* [What you have to do] Every line containing the word "trace" must be pulled from the records.

----------------

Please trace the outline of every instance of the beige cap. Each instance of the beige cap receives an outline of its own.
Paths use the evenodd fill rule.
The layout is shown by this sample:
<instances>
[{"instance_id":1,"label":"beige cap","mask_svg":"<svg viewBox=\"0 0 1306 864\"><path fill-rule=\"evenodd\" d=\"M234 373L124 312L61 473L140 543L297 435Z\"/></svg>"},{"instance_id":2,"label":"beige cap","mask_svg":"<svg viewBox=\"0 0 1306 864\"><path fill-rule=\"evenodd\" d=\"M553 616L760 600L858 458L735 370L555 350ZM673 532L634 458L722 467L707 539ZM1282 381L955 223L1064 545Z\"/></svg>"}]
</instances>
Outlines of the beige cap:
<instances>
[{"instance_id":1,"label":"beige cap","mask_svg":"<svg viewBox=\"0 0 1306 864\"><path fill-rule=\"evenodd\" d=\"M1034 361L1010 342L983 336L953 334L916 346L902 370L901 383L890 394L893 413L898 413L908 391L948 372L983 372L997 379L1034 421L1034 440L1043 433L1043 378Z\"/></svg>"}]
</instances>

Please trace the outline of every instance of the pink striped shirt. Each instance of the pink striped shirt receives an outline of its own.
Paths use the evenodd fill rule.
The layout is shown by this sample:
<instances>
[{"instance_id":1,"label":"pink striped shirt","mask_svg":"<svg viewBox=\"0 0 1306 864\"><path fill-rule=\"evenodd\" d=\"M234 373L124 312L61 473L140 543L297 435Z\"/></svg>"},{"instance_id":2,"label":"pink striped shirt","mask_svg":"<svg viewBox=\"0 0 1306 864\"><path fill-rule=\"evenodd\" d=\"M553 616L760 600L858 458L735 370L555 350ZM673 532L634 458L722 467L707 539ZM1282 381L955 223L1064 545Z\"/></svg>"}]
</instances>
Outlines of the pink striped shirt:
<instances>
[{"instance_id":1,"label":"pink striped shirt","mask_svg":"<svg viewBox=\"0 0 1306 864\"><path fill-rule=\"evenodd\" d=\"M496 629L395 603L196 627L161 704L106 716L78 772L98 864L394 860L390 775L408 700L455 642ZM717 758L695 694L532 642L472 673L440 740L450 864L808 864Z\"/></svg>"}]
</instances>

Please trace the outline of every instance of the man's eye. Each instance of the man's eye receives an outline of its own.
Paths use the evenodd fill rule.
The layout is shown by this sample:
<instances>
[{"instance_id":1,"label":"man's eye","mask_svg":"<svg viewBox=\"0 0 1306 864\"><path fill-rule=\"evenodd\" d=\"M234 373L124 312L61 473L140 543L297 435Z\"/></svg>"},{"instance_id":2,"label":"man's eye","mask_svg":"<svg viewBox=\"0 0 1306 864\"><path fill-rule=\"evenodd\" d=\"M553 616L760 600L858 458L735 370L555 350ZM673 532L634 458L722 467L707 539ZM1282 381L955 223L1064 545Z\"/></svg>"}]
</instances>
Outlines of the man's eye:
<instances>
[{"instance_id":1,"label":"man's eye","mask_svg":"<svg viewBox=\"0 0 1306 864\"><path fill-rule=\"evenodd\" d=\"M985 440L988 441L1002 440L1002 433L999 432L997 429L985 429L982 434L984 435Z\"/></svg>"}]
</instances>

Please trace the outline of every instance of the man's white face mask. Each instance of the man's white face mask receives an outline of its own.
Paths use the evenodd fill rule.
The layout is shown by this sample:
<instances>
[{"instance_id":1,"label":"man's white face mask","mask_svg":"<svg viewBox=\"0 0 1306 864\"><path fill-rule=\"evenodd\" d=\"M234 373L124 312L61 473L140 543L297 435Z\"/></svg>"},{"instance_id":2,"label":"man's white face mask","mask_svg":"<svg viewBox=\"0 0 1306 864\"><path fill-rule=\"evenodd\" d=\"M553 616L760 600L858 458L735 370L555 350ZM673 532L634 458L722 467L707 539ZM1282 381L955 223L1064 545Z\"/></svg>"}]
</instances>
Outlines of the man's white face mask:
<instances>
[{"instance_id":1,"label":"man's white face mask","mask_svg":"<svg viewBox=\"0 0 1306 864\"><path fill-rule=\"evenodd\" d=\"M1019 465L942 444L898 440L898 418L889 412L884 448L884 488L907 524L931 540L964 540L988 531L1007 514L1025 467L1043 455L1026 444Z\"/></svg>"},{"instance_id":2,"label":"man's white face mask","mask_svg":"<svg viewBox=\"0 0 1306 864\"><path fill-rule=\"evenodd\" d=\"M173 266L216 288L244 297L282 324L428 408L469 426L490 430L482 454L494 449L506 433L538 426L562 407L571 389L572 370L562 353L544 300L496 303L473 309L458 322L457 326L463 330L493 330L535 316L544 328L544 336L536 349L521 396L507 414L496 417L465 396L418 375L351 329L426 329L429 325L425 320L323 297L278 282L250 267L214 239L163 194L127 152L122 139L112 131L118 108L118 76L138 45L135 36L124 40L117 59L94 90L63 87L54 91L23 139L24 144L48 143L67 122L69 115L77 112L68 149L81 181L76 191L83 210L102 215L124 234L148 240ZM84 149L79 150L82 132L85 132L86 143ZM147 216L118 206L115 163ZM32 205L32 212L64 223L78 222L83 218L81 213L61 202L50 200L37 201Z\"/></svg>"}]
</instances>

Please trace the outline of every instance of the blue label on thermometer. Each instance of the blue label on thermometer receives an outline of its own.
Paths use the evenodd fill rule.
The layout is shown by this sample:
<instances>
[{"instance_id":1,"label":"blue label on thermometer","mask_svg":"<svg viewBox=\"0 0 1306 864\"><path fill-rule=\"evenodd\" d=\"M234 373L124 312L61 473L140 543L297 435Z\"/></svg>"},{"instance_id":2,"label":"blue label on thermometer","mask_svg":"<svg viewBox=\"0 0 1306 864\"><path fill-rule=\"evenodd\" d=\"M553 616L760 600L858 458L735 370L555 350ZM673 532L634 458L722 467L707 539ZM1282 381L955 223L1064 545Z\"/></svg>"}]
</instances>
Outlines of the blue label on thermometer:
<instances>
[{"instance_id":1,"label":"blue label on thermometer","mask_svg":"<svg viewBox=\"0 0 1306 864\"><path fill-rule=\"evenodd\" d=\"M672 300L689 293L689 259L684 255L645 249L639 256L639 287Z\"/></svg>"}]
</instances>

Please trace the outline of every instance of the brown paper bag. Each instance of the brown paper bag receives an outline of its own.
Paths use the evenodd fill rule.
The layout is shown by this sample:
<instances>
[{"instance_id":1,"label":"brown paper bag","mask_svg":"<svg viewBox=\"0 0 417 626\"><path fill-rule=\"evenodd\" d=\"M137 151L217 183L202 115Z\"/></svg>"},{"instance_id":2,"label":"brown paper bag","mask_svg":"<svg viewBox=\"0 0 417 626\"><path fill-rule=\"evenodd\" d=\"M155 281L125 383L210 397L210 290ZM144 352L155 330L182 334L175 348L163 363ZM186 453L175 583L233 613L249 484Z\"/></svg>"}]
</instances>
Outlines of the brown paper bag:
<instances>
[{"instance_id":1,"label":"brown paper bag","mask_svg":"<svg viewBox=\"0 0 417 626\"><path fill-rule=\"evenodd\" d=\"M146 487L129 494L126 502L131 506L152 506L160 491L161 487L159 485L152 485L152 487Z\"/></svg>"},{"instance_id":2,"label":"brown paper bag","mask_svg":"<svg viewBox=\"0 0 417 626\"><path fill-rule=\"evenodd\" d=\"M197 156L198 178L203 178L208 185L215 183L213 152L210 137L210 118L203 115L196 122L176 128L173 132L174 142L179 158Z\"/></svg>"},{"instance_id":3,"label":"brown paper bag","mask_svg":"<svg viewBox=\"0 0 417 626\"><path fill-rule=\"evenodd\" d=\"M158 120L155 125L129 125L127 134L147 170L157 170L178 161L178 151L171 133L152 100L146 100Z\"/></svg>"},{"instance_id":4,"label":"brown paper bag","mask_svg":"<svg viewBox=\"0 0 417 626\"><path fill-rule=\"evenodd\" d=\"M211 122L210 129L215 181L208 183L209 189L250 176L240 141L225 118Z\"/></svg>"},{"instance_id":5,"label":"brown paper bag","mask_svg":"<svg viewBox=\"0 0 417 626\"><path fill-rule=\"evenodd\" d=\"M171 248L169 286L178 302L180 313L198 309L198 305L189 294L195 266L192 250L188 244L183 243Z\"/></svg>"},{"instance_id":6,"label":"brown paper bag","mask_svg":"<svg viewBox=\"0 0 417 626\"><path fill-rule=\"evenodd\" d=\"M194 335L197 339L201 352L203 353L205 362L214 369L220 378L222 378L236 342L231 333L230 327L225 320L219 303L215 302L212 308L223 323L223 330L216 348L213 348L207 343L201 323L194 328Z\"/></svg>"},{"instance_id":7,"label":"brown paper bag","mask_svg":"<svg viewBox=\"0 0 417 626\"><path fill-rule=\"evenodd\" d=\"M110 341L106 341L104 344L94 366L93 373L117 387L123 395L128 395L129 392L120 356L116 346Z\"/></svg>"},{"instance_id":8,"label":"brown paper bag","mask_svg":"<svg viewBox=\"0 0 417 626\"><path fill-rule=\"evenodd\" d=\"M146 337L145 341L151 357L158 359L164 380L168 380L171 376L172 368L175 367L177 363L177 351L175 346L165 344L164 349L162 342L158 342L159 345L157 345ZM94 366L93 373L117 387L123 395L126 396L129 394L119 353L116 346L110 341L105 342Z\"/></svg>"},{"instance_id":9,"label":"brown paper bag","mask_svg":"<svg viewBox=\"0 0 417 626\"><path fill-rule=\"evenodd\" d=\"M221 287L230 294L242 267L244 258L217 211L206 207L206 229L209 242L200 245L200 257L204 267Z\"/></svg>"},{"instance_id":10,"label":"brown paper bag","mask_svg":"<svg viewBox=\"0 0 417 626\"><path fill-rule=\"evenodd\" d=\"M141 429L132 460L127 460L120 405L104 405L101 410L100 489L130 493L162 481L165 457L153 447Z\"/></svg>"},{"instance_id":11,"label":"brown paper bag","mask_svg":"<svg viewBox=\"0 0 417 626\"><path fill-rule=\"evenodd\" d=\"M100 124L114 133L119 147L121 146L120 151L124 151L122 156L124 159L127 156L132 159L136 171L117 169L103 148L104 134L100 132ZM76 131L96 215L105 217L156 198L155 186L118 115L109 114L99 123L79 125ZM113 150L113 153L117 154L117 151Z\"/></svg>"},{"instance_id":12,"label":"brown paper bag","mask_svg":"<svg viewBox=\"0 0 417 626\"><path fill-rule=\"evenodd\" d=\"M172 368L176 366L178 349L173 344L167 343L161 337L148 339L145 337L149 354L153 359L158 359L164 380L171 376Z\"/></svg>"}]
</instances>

----------------

* [Answer box]
Please trace the outline of every instance of the beige cap. Each instance of the beige cap receives an outline of its own.
Please trace the outline of every instance of the pink striped shirt. Each instance of the pink striped shirt receives an outline of its own.
Please trace the outline of every instance of the man's eye. Each instance of the man's eye receives an outline of its own.
Please trace the outline of every instance of the man's white face mask. Each instance of the man's white face mask receives an outline of its own.
Please trace the outline of every instance of the blue label on thermometer. Each instance of the blue label on thermometer receives an outline of its own.
Please trace the outline of every instance of the brown paper bag. Each instance of the brown paper bag receives an outline of its own.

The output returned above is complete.